The 2009 Mythopoeic Award finalists have been announced and includes names like Le Guin, Gaiman, Wolfe, McKillip and more!

Mythopoeic Fantasy Award for Adult Literature
Flesh and Spirit and Breath and Bone by Carol Berg
Pandemonium by Daryl Gregory
Lavinia by Ursula K. Le Guin
The Bell at Sealey Head by Patricia A. McKillip
An Evil Guest by Gene Wolfe
Mythopoeic Fantasy Award for Children’s Literature
Graceling by Kristin Cashore
The Graveyard Book by Neil Gaiman
House of Many Ways by Diana Wynne Jones
Savvy by Ingrid Law
Nation by Terry Pratchett
Mythopoeic Scholarship Award in Inklings Studies
Gavin Ashenden, Charles Williams: Alchemy and Imagination
Veryln Flieger and Douglas A. Anderson, eds. Tolkien on Fairy-Stories: Expanded Edition, With Commentary and Notes
John Rateliff, The History of the Hobbit, Part One: Mr. Baggins; Part Two: Return to Bag-End
Michael Ward, Planet Narnia: The Seven Heavens in the Imagination of C.S. Lewis
Elizabeth A. Whittingham, The Evolution of Tolkien’s Mythology: A Study of the History of Middle-earth
Mythopoeic Scholarship Award in Myth and Fantasy Studies
Charles Butler, Four British Fantasists: Place and Culture in the Children’s Fantasies of Penelope Lively, Alan Garner, Diana Wynne Jones, and Susan Cooper
Jason Marc Harris, Folklore and the Fantastic in Nineteenth-Century British Fiction
Farah Mendlesohn, Rhetorics of Fantasy
Marek Oziewicz, One Earth, One People: The Mythopoeic Fantasy Series of Ursula K. Le Guin, Madeleine L’Engle and Orson Scott Card
Richard Carl Tuerk, Oz in Perspective: Magic and Myth in the Frank L. Baum Books
Via the website, here is a breakdown of what each award honors:
The Mythopoeic Fantasy Award for Adult Literature is given to the fantasy novel, multi-volume novel, or single-author story collection for adults published during the previous year that best exemplifies “the spirit of the Inklings”. Books not selected as finalists in the year after publication are eligible for a second year. Books from a series are eligible if they stand on their own; otherwise, the series becomes eligible the year its final volume appears.
+++++
Work task 1 —
List every finalist book and its author from the Children’s Literature category of the finalists announcement.
Work task 2 —
Answer these questions from the finalists announcement:
(a) Who wrote Lavinia?
(b) Which title by Farah Mendlesohn is a finalist?
(c) When does a series whose books cannot stand on their own become eligible for the Adult Literature award?
The entries have no connection to the finalists announcement.
+++++
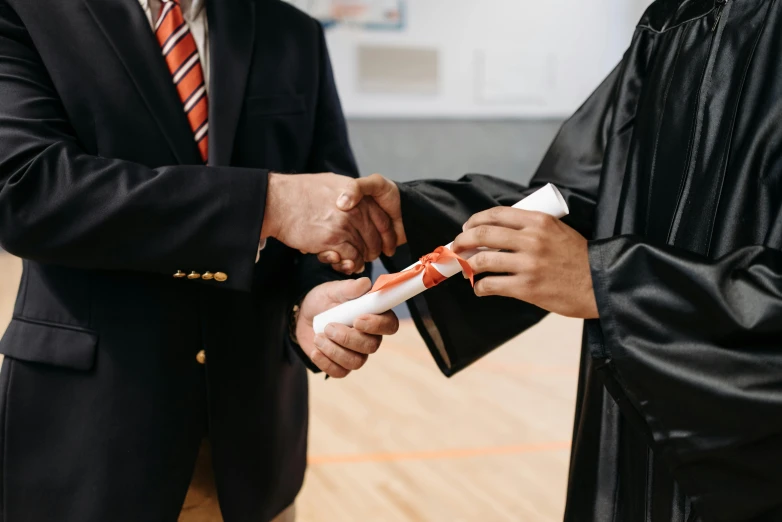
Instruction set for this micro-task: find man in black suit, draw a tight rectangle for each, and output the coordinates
[0,0,397,522]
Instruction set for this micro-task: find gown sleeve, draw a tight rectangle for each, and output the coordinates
[384,65,621,376]
[587,234,782,521]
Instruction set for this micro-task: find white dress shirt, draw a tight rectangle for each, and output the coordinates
[139,0,209,94]
[138,0,266,263]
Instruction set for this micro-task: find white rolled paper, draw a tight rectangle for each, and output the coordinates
[313,183,570,334]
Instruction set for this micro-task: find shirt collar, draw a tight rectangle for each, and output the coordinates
[144,0,205,22]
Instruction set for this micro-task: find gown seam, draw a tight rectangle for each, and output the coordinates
[706,2,773,256]
[645,29,684,231]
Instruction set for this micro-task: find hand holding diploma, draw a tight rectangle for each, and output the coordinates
[453,203,599,319]
[313,182,568,332]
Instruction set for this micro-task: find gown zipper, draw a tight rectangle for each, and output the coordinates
[711,0,728,32]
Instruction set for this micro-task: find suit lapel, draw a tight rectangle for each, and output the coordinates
[206,0,256,165]
[83,0,201,164]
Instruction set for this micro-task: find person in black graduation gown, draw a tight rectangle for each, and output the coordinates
[330,0,782,522]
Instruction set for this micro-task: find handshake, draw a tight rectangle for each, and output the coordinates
[261,173,407,275]
[261,173,407,378]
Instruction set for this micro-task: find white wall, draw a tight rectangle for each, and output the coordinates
[328,0,648,118]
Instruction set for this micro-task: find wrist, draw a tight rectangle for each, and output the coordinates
[261,172,285,241]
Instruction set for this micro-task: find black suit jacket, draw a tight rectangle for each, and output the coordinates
[0,0,357,522]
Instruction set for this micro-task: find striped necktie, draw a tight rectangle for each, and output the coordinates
[155,0,209,163]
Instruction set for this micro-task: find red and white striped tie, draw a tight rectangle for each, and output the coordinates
[155,0,209,163]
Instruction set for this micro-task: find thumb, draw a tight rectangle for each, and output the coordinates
[337,174,387,212]
[329,277,372,304]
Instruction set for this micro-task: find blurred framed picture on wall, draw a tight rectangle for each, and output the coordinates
[288,0,407,31]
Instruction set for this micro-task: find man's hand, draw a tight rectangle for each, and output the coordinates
[296,278,399,379]
[318,174,407,266]
[453,207,599,319]
[261,174,398,274]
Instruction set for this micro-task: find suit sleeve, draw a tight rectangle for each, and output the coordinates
[386,63,620,376]
[0,3,267,290]
[588,235,782,521]
[291,21,364,372]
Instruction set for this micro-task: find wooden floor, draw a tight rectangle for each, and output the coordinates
[0,254,581,522]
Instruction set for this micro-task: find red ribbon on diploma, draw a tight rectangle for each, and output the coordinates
[370,247,475,293]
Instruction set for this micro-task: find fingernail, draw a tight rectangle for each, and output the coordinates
[337,194,350,210]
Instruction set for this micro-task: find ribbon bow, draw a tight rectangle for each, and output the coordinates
[372,247,475,292]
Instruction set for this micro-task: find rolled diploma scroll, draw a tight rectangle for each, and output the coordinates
[313,183,570,334]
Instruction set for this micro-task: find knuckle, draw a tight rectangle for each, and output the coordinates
[527,235,543,254]
[475,225,491,241]
[488,207,507,220]
[534,212,554,228]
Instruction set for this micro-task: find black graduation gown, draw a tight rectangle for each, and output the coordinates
[388,0,782,522]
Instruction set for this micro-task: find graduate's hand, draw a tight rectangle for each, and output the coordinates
[318,174,407,265]
[296,278,399,379]
[453,207,599,319]
[261,174,397,274]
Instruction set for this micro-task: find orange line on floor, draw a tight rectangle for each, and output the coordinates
[309,441,570,466]
[388,343,579,377]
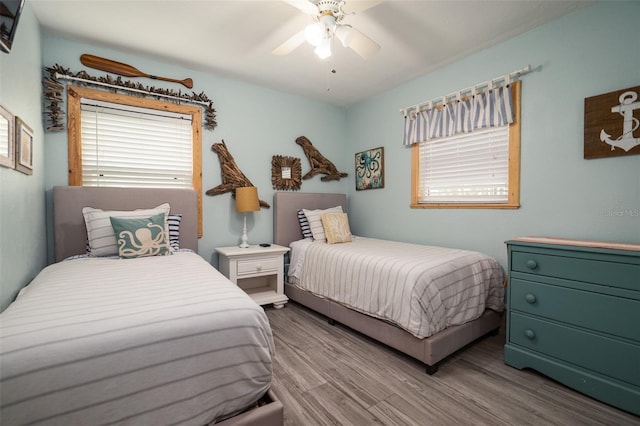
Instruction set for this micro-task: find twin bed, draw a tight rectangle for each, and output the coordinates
[274,192,504,374]
[0,187,282,426]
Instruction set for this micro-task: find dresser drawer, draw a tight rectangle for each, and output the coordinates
[511,249,640,291]
[508,312,640,386]
[237,256,282,276]
[509,278,640,343]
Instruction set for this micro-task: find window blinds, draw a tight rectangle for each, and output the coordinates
[418,125,509,203]
[81,99,193,188]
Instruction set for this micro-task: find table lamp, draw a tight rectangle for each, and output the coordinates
[236,186,260,248]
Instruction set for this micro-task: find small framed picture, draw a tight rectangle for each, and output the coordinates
[0,105,16,169]
[16,117,33,175]
[355,147,384,191]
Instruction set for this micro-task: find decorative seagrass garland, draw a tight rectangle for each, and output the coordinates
[42,64,218,132]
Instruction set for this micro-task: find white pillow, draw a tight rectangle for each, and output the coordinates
[302,206,343,242]
[82,203,171,257]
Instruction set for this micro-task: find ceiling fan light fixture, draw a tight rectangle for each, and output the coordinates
[304,22,324,47]
[335,25,353,47]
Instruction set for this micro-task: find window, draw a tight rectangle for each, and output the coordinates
[68,87,202,235]
[411,81,520,209]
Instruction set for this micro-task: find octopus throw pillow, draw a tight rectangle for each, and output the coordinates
[110,213,171,259]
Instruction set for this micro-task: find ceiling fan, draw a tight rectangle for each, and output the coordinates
[272,0,382,59]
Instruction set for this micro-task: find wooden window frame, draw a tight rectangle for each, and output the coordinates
[411,81,521,209]
[67,86,202,237]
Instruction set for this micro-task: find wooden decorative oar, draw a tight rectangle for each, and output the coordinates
[80,53,193,89]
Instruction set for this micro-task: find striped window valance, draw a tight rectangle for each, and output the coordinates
[403,85,513,146]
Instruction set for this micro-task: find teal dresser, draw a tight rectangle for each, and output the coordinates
[504,237,640,415]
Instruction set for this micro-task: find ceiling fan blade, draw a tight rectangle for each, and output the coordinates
[271,30,305,55]
[342,0,382,14]
[282,0,318,15]
[335,25,380,59]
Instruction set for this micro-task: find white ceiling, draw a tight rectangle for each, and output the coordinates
[29,0,592,105]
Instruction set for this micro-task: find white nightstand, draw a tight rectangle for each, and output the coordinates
[216,244,289,309]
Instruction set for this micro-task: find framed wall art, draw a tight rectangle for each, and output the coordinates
[584,86,640,159]
[271,155,302,191]
[0,105,16,169]
[355,147,384,191]
[16,117,33,175]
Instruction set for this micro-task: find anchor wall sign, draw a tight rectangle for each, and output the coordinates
[584,86,640,159]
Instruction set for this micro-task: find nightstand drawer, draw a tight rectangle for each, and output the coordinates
[508,312,640,386]
[511,250,640,291]
[238,256,283,276]
[509,278,640,343]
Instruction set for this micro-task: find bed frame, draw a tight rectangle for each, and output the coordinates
[273,192,502,374]
[53,186,284,426]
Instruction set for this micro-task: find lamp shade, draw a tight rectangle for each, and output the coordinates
[236,186,260,213]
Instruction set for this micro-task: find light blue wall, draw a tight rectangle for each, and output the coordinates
[43,34,351,265]
[346,2,640,266]
[0,2,47,310]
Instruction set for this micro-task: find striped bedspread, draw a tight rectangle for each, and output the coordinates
[292,237,504,338]
[0,253,274,426]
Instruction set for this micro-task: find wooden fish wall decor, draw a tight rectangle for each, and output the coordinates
[206,140,271,209]
[296,136,348,182]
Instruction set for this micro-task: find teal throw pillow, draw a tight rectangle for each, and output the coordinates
[109,213,171,259]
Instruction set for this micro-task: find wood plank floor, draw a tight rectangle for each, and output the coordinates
[267,302,640,426]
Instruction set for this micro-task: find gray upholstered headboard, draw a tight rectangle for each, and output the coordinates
[273,192,347,247]
[53,186,198,262]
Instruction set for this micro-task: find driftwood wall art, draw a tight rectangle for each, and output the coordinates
[43,64,218,132]
[296,136,348,182]
[271,155,302,191]
[206,140,271,208]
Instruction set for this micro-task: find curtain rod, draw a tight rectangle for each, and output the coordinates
[55,72,209,106]
[400,65,531,116]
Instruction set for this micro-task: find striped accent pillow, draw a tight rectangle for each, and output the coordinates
[298,209,313,238]
[302,206,343,242]
[167,214,182,251]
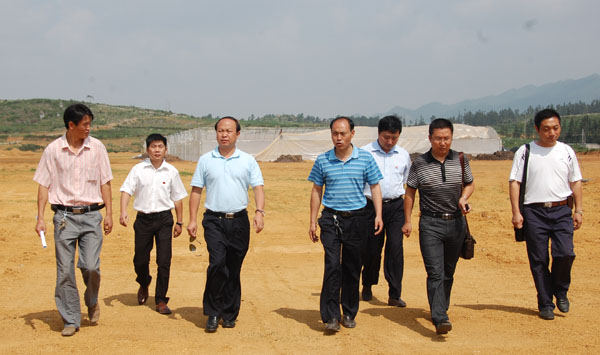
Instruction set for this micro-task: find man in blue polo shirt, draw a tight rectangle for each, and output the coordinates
[308,117,383,331]
[187,117,265,332]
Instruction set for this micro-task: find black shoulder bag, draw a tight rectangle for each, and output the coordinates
[458,152,477,260]
[515,143,529,242]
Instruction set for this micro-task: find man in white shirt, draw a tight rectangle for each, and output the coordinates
[509,109,583,320]
[119,133,187,314]
[362,116,410,307]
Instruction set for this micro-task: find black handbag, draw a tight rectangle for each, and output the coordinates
[458,152,477,260]
[460,221,477,260]
[514,143,529,242]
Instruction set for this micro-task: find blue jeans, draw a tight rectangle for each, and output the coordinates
[523,205,575,311]
[419,216,466,325]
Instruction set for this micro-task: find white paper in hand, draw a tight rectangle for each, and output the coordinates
[40,231,47,248]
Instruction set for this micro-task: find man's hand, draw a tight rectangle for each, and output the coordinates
[35,218,46,235]
[254,211,265,233]
[119,211,129,227]
[573,213,583,230]
[512,212,524,229]
[308,222,319,243]
[173,224,182,238]
[375,216,383,235]
[104,213,112,235]
[402,222,412,238]
[187,221,198,238]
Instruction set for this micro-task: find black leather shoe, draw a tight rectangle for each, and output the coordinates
[138,286,148,304]
[388,297,406,307]
[556,297,571,313]
[362,286,373,301]
[206,316,219,333]
[223,319,235,328]
[435,321,452,334]
[325,318,340,332]
[342,315,356,328]
[540,309,554,320]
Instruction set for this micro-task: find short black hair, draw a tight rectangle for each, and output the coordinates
[63,103,94,129]
[146,133,167,149]
[429,118,454,136]
[329,116,354,131]
[533,108,560,129]
[377,116,402,133]
[215,116,242,132]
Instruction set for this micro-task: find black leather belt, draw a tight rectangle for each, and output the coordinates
[421,210,462,220]
[323,207,365,217]
[138,210,173,218]
[204,210,248,219]
[50,203,104,214]
[526,200,567,208]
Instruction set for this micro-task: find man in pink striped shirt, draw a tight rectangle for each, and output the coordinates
[33,104,113,336]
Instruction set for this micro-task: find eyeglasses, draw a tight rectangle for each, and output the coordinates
[189,235,196,251]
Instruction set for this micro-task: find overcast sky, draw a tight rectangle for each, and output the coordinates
[0,0,600,118]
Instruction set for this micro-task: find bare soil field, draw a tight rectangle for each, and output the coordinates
[0,150,600,354]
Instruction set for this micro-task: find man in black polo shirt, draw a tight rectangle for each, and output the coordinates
[402,118,474,334]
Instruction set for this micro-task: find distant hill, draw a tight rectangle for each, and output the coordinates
[386,74,600,122]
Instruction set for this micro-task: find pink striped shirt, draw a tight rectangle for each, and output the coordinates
[33,135,113,206]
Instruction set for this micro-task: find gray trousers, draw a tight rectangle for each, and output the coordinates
[53,211,102,327]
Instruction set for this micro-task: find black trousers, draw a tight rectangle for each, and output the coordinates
[362,198,404,299]
[523,205,575,311]
[318,210,372,322]
[419,215,466,325]
[202,213,250,320]
[133,210,173,304]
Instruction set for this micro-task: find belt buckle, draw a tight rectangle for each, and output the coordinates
[72,207,85,214]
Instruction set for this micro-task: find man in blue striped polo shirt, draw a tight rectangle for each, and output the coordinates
[308,117,383,331]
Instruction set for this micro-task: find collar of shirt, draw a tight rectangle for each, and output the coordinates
[60,133,91,154]
[327,144,358,161]
[373,140,400,155]
[212,146,240,160]
[425,149,454,164]
[144,158,168,171]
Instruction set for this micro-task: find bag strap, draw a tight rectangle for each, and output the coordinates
[519,143,530,213]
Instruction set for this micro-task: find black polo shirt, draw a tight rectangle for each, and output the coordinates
[406,149,473,213]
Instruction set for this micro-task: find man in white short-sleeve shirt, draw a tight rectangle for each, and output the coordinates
[509,109,583,320]
[119,133,187,314]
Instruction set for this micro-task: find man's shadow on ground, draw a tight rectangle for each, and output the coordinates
[359,304,446,342]
[455,303,564,317]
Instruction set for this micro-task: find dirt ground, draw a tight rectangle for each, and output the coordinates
[0,150,600,354]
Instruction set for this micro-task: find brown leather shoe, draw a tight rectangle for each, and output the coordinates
[156,302,171,314]
[60,325,79,337]
[88,302,100,323]
[138,286,148,304]
[388,297,406,307]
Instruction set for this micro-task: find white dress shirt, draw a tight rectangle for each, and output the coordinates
[121,159,187,213]
[362,141,410,200]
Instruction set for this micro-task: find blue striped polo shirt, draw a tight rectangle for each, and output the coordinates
[308,146,383,211]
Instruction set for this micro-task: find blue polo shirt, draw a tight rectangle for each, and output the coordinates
[191,147,264,213]
[308,146,383,211]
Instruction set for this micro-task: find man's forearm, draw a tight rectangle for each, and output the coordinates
[100,181,112,215]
+++++
Expected answer 1 —
Graceling by Kristin Cashore
The Graveyard Book by Neil Gaiman
House of Many Ways by Diana Wynne Jones
Savvy by Ingrid Law
Nation by Terry Pratchett

Expected answer 2 —
(a) Ursula K. Le Guin
(b) Rhetorics of Fantasy
(c) It becomes eligible in the year its final volume appears.